● **TASK INSTRUCTIONS**
Copy the stretch of material that opens with the line containing "Exercise. Pin every instance of the person in grey" and closes with the line containing "(1043, 734)", both lines included, without changing a single character.

● **DATA RECORDS**
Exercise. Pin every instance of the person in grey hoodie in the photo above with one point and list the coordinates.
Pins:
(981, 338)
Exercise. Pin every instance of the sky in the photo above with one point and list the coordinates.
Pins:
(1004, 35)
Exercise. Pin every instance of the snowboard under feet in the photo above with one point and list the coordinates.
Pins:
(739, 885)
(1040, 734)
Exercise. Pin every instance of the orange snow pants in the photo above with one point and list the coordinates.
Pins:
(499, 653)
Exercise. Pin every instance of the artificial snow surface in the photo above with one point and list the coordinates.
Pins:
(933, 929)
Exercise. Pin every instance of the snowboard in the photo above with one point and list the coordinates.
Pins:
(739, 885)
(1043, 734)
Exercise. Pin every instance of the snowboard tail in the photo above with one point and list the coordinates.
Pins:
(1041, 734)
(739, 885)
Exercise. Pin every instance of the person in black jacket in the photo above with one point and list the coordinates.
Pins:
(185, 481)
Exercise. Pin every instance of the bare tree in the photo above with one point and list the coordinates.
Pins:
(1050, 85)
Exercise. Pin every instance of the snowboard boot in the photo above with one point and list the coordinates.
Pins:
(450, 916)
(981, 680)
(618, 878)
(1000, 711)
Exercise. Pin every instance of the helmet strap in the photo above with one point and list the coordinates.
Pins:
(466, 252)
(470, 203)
==
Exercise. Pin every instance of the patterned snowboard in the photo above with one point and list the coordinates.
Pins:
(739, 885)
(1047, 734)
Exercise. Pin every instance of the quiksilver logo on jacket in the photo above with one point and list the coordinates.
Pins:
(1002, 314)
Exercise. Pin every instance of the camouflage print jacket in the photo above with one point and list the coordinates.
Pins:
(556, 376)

● **RESULT FOR THIS TASK**
Exercise. Pin every instance of the person in grey hoodie in the photo above with one point and list the coordinates.
Pins:
(981, 338)
Exercise. Pin every instance of the sky in the photo above with one point and list the coordinates.
Pins:
(1004, 35)
Exercise. Pin every instance of the snowboard under feet in the photo above with one point and list the coordinates.
Pins:
(739, 885)
(1040, 734)
Exercise. Pin every instance of the orange snow pants in the photo above with one point and list the coordinates.
Pins:
(499, 653)
Exercise. Pin every instance of the artificial snow surface in the photo above with one point and list the coordinates.
Pins:
(933, 929)
Exercise. Pin every instance of the snowboard in the photo above with one point and list the coordinates.
Pins:
(739, 885)
(1043, 734)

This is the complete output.